--- Collection entries ---
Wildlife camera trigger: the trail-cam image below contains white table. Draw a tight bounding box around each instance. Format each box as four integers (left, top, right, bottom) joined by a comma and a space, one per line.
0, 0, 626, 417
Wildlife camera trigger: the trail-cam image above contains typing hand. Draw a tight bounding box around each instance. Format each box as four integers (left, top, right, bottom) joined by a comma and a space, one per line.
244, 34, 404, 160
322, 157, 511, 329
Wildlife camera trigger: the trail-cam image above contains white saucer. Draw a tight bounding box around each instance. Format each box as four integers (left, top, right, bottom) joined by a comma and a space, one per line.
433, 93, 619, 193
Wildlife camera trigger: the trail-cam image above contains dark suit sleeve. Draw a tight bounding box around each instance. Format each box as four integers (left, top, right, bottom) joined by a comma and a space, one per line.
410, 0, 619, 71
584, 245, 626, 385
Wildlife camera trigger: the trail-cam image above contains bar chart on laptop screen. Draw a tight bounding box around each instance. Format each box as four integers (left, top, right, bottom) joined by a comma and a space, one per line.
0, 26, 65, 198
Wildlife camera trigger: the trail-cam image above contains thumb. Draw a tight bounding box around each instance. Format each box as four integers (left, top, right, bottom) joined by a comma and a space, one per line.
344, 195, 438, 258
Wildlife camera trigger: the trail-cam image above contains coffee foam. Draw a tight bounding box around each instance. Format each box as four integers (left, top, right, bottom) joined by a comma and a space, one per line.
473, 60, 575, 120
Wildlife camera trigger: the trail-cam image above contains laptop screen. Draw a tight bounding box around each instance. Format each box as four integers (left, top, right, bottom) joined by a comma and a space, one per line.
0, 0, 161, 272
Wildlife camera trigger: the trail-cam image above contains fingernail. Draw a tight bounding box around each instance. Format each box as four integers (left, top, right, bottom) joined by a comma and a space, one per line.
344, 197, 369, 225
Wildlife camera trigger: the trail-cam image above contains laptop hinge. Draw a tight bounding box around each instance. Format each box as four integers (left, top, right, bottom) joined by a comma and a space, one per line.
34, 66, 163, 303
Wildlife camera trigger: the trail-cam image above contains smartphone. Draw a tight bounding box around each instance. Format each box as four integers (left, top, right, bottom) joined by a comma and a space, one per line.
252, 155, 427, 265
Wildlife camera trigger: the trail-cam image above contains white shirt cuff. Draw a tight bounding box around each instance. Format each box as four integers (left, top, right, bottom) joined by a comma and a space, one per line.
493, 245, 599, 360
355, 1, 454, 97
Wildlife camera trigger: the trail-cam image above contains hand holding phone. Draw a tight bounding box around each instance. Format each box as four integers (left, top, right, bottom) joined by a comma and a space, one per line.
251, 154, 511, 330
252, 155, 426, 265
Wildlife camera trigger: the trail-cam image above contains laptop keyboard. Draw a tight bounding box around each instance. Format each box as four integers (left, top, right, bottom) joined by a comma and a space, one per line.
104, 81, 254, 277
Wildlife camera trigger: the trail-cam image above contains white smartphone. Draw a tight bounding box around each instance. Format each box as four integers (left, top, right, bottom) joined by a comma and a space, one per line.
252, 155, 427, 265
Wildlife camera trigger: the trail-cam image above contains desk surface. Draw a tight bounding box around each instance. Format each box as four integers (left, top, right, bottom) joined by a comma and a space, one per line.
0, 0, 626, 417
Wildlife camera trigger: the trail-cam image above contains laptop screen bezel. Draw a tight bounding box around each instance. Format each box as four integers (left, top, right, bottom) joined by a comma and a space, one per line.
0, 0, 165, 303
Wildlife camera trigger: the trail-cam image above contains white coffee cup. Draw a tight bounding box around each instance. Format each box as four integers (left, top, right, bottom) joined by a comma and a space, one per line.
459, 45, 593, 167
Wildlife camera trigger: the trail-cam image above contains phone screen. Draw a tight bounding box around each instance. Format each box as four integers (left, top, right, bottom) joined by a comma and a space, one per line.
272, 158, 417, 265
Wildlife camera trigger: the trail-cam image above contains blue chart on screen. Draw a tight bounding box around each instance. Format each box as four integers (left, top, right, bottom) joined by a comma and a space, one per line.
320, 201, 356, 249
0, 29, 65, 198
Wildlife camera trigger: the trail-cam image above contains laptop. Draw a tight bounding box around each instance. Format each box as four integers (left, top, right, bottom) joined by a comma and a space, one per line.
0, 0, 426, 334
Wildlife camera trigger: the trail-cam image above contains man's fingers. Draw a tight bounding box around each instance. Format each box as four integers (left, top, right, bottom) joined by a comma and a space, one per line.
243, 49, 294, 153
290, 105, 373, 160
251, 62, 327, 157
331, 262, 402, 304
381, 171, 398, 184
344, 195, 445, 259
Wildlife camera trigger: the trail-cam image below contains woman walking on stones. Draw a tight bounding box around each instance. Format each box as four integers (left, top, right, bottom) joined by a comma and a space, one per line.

--- Your instructions ---
Copy out verbatim everything from the line that contains "contains white smartphone." down to the line that contains "459, 45, 593, 167", including both of those lines.

--- Reply to the exercise ---
Wildlife camera trigger: the trail-cam image above contains white smartphone. Draw a tight bounding box around each instance. Format each box as four integers (left, top, right, bottom) joined by a comma and a space, one per line.
252, 155, 427, 265
Wildlife camera trigger: the trail-cam image above contains desk surface. Draw a tight bounding box around each instance. Format each box as four integers (left, top, right, bottom) joined by a comma and a space, one per line.
0, 0, 626, 417
Wildlife camera trigger: the trail-cam image above contains laptop screen bezel. Draw a tight bounding box around each instance. Format each box as four integers (left, top, right, bottom) joined by a comma and a space, one per line.
0, 0, 165, 303
Wildlife camera trigger: the trail-cam image above contains white coffee cup. Draw a tight bounding box around each instance. Format each box as four integers (left, top, right, bottom) joined by a comma and a space, one per line.
459, 45, 593, 167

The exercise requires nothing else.